INDEPENDENT AUDITOR''S REPORT

To

The Members,

MISHRA DHATU NIGAM LIMITED,

Hyderabad.

Report on the Ind AS Financial Statements

1) We have audited the accompanying Ind AS Financial Statements of MISHRA DHATU NIGAM LIMITED, (the Company), which comprise the Balance Sheet as at March 31 2018, the Statement of Profit and Loss (including Other Comprehensive Income), the Statement of Changes in Equity and the Statement of Cash Flows for the year then ended and a summary of Significant Accounting Policies and other explanatory information.

2) We have issued an Audit Report dated 30.05.2018 (the original report) on the Ind AS Financial Statements as adopted by Board of Directors on even date. Pursuant to observations of Comptroller and Auditor General of India under section 143(6)(b) of Companies Act, 2013, the original report has been amended at Sl.No.i(c) of Annexure A and Sl.No.1 of Annexure D of this Report, to comply with the above observations.

Management''s Responsibility for the Financial Statements

The Company''s Board of Directors is responsible for the matters stated in section 134(5) of the Companies Act, 2013 (the Act) with respect to the preparation of these Ind AS Financial Statements that give a true and fair view of the financial position, financial performance including other comprehensive income, changes in equity and cash flows of the Company in accordance with the Indian Accounting Standards (Ind AS) prescribed under Section 133 of the Act, read with the Companies (Indian Accounting Standards) Rules, 2015, as amended, and other accounting principles generally accepted in India.

This responsibility also includes the maintenance of adequate accounting records in accordance with the provisions of the Act for safeguarding the assets of the Company and for preventing and detecting frauds and other irregularities; selection and application of appropriate Accounting Policies; making judgments and estimates that are reasonable and prudent; and design, implementation and maintenance of adequate internal financial controls, that were operating effectively for ensuring the accuracy and completeness of the accounting records, relevant to the preparation and presentation of the Ind AS Financial Statements that give a true and fair view and are free from material misstatement, whether due to fraud or error.

Auditor''s Responsibility

Our responsibility is to express an opinion on these Ind AS Financial Statements based on our audit. In conducting our Audit, we have taken into account the provisions of the Act, the accounting and auditing standards and matters which are required to be included in the Audit Report under the provisions of the Act and the Rules made thereunder and the Order issued under section 143(11) of the Act.

We conducted our audit of the Ind AS Financial Statements in accordance with the Standards on Auditing specified under Section 143(10) of the Act. Those Standards require that we comply with ethical requirements and plan and perform the audit to obtain reasonable assurance about whether the Ind AS Financial Statements are free from material misstatement.

An audit involves performing procedures to obtain audit evidence about the amounts and the disclosures in the Ind AS Financial Statements. The procedures selected depend on the auditor''s judgment, including the assessment of the risks of material misstatement of the Ind AS Financial Statements, whether due to fraud or error. In making those risk assessments, the auditor considers internal financial control relevant to the Company''s preparation of the Ind AS Financial Statements that give a true and fair view in order to design audit procedures that are appropriate in the circumstances. An audit also includes evaluating the appropriateness of accounting policies used and the reasonableness of the accounting estimates made by Company''s Directors, as well as evaluating the overall presentation of the Ind AS Financial Statements.

▶ [Supplied data]
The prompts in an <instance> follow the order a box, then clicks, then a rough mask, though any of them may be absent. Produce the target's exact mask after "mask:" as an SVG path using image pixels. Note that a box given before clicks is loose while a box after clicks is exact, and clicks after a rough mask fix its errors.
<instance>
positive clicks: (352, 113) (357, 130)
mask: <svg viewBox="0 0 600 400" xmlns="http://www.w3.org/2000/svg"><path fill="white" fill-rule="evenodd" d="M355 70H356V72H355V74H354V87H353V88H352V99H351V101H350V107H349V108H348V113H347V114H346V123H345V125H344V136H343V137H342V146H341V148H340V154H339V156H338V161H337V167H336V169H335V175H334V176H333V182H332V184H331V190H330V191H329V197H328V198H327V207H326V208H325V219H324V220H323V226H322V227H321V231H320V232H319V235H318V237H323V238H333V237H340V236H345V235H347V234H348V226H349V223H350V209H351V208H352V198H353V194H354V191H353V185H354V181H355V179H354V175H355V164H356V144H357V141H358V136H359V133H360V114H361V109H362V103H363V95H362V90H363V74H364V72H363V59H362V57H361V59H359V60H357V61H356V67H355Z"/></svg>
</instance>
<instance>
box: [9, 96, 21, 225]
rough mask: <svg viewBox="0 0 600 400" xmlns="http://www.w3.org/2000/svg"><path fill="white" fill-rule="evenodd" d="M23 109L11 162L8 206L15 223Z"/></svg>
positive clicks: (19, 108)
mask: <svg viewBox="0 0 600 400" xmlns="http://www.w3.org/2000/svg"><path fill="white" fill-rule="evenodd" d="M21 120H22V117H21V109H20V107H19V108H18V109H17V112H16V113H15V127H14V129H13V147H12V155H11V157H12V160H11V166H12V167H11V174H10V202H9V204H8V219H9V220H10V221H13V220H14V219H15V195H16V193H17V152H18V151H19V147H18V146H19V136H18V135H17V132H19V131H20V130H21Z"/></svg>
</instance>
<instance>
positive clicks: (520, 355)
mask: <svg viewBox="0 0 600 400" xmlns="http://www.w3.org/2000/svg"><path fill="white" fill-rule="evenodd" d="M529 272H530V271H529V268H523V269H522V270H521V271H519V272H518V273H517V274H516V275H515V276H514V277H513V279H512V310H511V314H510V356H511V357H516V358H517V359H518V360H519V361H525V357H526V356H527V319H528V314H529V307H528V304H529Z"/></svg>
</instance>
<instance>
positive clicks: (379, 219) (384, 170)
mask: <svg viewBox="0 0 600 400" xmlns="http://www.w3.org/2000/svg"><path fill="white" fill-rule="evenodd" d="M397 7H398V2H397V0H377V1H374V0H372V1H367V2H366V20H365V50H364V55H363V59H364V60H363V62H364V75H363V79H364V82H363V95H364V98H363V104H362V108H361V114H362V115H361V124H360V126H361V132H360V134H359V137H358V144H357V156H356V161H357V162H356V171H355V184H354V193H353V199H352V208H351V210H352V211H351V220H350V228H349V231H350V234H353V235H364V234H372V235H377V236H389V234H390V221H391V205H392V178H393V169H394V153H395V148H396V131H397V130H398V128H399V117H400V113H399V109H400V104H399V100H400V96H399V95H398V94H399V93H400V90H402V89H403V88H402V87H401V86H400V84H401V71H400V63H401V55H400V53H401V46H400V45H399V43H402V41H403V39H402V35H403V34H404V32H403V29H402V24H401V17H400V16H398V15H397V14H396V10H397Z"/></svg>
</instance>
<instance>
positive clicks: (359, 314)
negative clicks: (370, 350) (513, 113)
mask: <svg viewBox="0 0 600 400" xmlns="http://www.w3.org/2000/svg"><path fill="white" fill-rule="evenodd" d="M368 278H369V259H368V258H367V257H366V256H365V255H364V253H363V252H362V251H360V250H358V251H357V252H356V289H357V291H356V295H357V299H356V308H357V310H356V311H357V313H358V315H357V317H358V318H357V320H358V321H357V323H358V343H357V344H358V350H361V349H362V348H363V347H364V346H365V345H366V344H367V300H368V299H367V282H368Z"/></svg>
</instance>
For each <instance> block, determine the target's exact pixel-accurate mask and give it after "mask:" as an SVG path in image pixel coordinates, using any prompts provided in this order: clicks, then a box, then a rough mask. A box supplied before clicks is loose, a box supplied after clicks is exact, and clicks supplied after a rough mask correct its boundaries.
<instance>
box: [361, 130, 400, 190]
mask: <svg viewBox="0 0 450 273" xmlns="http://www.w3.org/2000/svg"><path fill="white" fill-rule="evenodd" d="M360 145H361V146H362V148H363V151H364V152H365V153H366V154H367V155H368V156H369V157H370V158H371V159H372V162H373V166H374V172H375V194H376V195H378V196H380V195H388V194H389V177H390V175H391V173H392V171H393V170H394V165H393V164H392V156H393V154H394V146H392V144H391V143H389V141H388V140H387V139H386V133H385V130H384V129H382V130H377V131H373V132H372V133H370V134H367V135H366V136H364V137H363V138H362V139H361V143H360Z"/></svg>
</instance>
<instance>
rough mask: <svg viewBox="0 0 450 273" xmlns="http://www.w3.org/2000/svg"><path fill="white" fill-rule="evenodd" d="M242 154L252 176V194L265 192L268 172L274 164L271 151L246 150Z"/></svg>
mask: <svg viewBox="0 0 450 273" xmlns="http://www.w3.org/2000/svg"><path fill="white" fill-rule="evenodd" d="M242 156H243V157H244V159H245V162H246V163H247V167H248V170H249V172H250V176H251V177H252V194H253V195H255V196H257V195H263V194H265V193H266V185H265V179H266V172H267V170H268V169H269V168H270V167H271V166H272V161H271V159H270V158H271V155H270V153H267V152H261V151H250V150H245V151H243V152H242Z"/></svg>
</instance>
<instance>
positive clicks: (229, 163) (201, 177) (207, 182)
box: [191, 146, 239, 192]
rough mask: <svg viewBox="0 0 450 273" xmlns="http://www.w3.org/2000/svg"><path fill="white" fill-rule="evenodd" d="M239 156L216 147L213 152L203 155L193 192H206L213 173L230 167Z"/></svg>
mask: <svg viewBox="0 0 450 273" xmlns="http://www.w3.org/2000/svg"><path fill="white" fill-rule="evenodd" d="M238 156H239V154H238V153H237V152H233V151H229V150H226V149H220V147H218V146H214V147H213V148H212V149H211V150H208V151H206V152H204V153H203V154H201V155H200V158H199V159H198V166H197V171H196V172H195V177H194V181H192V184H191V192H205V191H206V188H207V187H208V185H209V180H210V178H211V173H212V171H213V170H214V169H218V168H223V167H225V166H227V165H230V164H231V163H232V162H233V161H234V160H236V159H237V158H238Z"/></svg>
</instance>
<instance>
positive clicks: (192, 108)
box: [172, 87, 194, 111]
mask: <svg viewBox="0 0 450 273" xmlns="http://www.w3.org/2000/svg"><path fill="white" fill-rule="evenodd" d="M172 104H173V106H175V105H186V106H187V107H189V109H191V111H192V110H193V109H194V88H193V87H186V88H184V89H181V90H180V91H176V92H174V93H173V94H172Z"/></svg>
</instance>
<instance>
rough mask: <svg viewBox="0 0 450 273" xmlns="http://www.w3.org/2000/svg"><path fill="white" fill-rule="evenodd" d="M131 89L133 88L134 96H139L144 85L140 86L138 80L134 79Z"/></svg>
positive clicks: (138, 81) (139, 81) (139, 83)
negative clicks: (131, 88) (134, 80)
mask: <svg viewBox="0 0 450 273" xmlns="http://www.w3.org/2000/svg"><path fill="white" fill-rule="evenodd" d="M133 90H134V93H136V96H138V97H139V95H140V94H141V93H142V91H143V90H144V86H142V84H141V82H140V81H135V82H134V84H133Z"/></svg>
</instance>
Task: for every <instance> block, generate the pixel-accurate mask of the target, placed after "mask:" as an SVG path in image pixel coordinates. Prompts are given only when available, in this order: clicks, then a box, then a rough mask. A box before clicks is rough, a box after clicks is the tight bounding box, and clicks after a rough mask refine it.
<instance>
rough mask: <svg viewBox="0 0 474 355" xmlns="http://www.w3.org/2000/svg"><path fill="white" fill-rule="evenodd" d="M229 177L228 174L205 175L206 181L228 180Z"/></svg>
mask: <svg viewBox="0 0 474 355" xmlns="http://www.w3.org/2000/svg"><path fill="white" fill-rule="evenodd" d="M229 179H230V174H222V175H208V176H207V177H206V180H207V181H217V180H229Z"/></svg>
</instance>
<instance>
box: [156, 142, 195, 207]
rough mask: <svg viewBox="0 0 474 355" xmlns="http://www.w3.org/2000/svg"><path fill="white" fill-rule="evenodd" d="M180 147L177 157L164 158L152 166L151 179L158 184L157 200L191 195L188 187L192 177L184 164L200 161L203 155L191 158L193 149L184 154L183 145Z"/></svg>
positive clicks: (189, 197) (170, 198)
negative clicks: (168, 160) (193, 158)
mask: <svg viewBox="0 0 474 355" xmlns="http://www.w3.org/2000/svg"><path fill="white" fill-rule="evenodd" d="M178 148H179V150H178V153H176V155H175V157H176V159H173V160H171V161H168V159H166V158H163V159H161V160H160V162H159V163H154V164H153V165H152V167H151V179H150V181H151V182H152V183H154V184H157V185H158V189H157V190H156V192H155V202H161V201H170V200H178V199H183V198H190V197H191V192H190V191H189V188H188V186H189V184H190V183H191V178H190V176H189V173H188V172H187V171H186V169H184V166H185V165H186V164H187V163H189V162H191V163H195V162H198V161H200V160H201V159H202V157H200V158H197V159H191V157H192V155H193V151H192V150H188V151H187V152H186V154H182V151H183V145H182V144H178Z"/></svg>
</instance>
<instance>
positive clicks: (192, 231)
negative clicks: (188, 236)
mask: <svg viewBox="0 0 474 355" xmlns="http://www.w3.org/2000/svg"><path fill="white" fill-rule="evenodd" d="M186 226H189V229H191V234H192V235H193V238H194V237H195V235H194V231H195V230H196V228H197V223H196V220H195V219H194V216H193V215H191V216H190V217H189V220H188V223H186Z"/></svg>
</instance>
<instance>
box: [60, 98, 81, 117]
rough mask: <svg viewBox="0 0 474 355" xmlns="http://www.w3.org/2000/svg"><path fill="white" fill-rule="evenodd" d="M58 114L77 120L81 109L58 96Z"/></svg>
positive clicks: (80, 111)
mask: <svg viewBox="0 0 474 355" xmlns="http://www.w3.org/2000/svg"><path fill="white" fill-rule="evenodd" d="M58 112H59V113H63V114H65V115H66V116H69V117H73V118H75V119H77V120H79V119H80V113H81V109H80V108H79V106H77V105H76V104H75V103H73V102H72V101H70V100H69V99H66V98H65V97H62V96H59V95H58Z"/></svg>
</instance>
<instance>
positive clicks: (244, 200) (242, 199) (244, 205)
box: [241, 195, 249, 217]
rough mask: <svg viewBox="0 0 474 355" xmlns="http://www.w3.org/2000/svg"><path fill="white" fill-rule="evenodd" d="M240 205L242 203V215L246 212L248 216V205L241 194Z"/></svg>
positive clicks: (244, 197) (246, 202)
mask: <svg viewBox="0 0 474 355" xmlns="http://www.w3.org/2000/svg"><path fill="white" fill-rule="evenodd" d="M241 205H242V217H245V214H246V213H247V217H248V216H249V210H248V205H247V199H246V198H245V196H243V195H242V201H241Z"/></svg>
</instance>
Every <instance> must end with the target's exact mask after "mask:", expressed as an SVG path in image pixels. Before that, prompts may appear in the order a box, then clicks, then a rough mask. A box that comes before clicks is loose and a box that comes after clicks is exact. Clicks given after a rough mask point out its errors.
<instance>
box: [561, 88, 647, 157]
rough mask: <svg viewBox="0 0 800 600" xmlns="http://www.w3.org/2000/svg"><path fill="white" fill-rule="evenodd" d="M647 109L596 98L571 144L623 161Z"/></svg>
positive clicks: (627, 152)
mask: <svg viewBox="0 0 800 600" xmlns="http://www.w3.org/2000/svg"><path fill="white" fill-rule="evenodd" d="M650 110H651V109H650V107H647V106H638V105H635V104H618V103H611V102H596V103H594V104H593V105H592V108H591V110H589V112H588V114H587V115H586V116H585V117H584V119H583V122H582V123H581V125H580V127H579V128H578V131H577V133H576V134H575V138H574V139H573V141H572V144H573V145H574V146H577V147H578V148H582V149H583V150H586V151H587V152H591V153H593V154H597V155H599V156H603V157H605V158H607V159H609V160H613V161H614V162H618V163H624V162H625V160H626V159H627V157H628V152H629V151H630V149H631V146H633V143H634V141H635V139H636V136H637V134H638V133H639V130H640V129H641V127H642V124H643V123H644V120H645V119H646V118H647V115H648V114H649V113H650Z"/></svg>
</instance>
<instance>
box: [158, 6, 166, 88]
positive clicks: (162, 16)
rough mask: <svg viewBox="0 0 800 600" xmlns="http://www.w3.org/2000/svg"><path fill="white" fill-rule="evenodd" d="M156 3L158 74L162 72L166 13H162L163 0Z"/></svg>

▶ [To do] Transcribe the passage of the auditor's report above between "Report on the" and "the above observations.", inclusive.

▶ [Reply]
Report on the Ind AS Financial Statements

1) We have audited the accompanying Ind AS Financial Statements of MISHRA DHATU NIGAM LIMITED, (the Company), which comprise the Balance Sheet as at March 31 2018, the Statement of Profit and Loss (including Other Comprehensive Income), the Statement of Changes in Equity and the Statement of Cash Flows for the year then ended and a summary of Significant Accounting Policies and other explanatory information.

2) We have issued an Audit Report dated 30.05.2018 (the original report) on the Ind AS Financial Statements as adopted by Board of Directors on even date. Pursuant to observations of Comptroller and Auditor General of India under section 143(6)(b) of Companies Act, 2013, the original report has been amended at Sl.No.i(c) of Annexure A and Sl.No.1 of Annexure D of this Report, to comply with the above observations.